TO BE DONE:
Retype unchanged the part of the records below that opens with the line containing "Where can the dark" and continues through the end of the records, including both of those lines.

Data entries
——

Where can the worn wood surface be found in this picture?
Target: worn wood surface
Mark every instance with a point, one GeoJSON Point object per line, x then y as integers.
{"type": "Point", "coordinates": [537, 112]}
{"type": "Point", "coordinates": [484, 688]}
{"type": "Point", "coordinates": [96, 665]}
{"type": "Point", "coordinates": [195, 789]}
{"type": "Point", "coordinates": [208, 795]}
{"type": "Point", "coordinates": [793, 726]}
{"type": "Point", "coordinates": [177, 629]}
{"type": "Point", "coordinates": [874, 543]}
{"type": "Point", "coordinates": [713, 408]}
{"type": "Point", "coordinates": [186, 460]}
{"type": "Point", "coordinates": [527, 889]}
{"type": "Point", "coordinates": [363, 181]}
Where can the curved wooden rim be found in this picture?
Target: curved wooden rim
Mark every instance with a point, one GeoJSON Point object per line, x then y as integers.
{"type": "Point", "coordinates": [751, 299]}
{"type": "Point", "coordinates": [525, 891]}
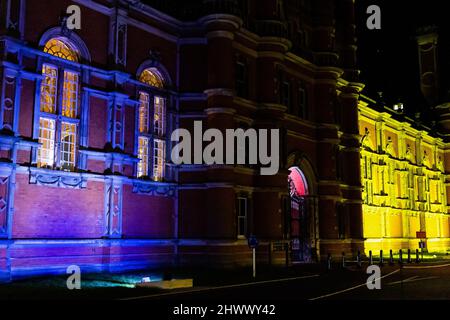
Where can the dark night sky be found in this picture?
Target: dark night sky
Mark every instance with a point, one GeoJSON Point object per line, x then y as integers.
{"type": "Point", "coordinates": [388, 57]}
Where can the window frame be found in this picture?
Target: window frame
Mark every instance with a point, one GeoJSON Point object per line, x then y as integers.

——

THE RESULT:
Where can the dark night sky be found in this picture?
Target: dark night sky
Mark every instance with a point, one GeoJSON Point object per line, x then y as integers.
{"type": "Point", "coordinates": [388, 57]}
Where can the window frame be found in this picture?
Target: window frame
Mark every instance with a point, one GeoJSON Point object per line, x then y as integers.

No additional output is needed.